▸ Teks yang Diberikan:
PEREMPUAN BERHARGA DI MATA TUHAN
Kebanyakan orang jika diminta untuk menggambarkan sosok
Tuhan, gambarnya selalu LAKI-LAKI. Bukan PEREMPUAN.
Sosok Tuhan dengan maskulinitas seperti seorang bapa
sedang tersenyum jika kita melakukan perbuatan terpuji
atau menaruh tangan-Nya di pinggang sambil merengutkan
dahi-Nya dengan mata yang marah. Jarang sekali sosok-Nya
digambarkan sebagai seorang Ibu yang sedang menaruh
kepedulian atau memelihara anak-anaknya.
TUHAN TIDAK BERGENDER
Tuhan bukan ‘laki-laki’ atau ‘perempuan’. Dia adalah Roh
(Yohanes 4:24). Dia tidak bergender. Namun dalam
penulisan Alkitab didasarkan pada budaya bangsa Israel
yang patriakhal, Tuhan digambarkan sebagai laki-laki.
Tuhan digambarkan sebagai raja bukan ratu, sebagai Bapak
bukan Ibu.
Tuhan pun memilih terminologi maskulin ketika Ia
mengekspresikan diri-Nya. Bahkan Yesus melambangkan
gereja-Nya sebagai mempelai wanita dan Dia sebagai
mempelai pria. Tujuannya adalah untuk menunjukkan bahwa
Israel menyembah Allah yang berbeda dengan bangsa-bangsa
lain di sekeliling mereka, yaitu Allah yang benar, Allah
yang memberikan pemeliharaan dan pembelaan dengan
tangan-Nya yang kuat. Kebudayaan pagan sekitar Israel
saat itu kebanyakan melambangkan sosok ilahi yang
disembah; dewi-dewi. (“Is God Male?” oleh Chad Owen
Brand, - Apologetics Study Bible HCSB hal 1209)

▸ Sasaran Tugas:
**1.** Tentukan apakah setiap pernyataan berikut sesuai dengan teks tentang gambaran Tuhan. Jawab ya atau tidak, lalu kutip kata-kata dari teks yang menjadi dasarnya. (a) Tuhan adalah Roh dan tidak bergender. (b) Budaya bangsa Israel bersifat matriarkal. (c) Yesus melambangkan gereja-Nya sebagai mempelai pria.
**2.** Lanjutkan teks tentang gambaran Tuhan yang tidak bergender mulai dari kalimat sesudah kalimat terakhirnya.

▸ Isi Data:
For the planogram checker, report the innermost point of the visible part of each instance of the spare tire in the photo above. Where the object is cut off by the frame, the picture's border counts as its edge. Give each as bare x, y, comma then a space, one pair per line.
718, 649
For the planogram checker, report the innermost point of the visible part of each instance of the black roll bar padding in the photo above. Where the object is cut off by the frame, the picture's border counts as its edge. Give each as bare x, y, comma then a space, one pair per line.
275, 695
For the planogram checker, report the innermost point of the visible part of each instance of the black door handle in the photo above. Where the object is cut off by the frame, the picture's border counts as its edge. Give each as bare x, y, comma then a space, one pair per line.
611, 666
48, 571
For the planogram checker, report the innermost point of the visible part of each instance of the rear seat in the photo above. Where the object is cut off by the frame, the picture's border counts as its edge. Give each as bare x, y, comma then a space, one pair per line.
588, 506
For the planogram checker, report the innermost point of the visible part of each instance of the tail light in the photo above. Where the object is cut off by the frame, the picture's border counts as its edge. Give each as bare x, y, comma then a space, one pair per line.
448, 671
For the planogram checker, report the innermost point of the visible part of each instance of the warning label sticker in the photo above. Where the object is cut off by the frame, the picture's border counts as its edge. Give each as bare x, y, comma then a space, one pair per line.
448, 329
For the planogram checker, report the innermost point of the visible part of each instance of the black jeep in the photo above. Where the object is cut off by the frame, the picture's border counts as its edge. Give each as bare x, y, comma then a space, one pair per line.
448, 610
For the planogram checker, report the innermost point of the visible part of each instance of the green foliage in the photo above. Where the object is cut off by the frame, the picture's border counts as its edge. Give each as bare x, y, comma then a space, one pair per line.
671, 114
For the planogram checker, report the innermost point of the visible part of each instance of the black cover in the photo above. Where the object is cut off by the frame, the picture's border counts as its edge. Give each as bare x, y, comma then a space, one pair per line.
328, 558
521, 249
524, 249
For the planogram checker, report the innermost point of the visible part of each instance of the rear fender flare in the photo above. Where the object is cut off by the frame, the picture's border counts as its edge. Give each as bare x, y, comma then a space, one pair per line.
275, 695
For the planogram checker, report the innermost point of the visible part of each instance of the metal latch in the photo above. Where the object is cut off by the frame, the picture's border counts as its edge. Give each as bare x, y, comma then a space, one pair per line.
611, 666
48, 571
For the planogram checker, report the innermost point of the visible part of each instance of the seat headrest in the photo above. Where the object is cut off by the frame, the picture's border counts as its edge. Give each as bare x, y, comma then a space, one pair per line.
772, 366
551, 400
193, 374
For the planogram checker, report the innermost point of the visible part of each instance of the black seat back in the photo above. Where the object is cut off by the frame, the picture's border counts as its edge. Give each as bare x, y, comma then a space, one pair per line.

▸ Hasil Tiap Tugas:
**1.**
(a) Ya: "Dia adalah Roh (Yohanes 4:24). Dia tidak bergender."
(b) Tidak: "budaya bangsa Israel yang patriakhal"
(c) Tidak: "Yesus melambangkan gereja-Nya sebagai mempelai wanita dan Dia sebagai mempelai pria"

**2.**
Iman dasar kekristenan mempercayai bahwa Yesus itu
adalah putera (son) dari Allah (Bapa). Ini juga
mengandung makna maskulinitas. Namun demikian Tuhan juga
digambarkan sebagai seorang ibu (Mazmur 131:2; Matius
23:37). Tuhan juga tidak pilih kasih. Tuhan menyatakan
kasih seperti seorang ibu yang merasakan sakit bersalin
(Yesaya 66:12-13; Yesaya 42:14).
Implikasi dari semua penulisan mengenai Tuhan di atas,
bukan berarti Tuhan membedakan nilai-nilai, hak, dan
martabat antara laki-laki dan perempuan. Perempuan bukan
masyarakat kelas dua di hadapan Tuhan. Kita semua sama
di hadapan Tuhan sebagai pembawa gambaran-Nya. Demikian
juga dalam gereja dan pelayanan. (Kejadian 1:27-28;
Galatia 3:28)
TUHAN MEMBERI TEMPAT KEPADA PEREMPUAN DALAM GEREJA
Banyak contoh dalam Alkitab yang menunjukkan perempuan
diberikan penghormatan, dipercayakan menjadi pimpinan,
mengajar, bahkan bernubuat. Yesus dalam pelayanan-Nya
juga menghilangkan diskriminasi terhadap kaum perempuan
dan penyalahgunaan otoritas oleh laki-laki. Hal ini
banyak tidak diketahui oleh kaum perempuan masa kini.
Dia menuntun mereka untuk menemukan kehidupan kekal. Dia
bersahabat dengan Martha, menyuruh Maria Magdalena untuk
memberitakan injil setelah ia dibebaskan dari 7 roh
jahat. Yesus juga memuji perbuatan perempuan yang
mengurapi kaki-Nya dan Yesus bahkan menyelamatkan hidup
seorang pelacur dari hukum rajam (Yohanes 8:11).
(“Defending Feminity, Why Jesus is good news for women”
- Sean Mc. Dowell Phd, Apologetics for A New Generation,
hal 226)
Gereja kita pun konsisten mengikuti apa yang Tuhan
ajarkan; perempuan dapat diangkat sebagai gembala, guru
KOM, Worship Leader, Pengkhotbah, Gembala COOL dan
sebagainya.
Rasul Paulus juga mendukung para perempuan untuk
bernubuat (1 Korintus 11:5), memakai penutup kepala
sebagai lambang kehormatan saat zaman itu.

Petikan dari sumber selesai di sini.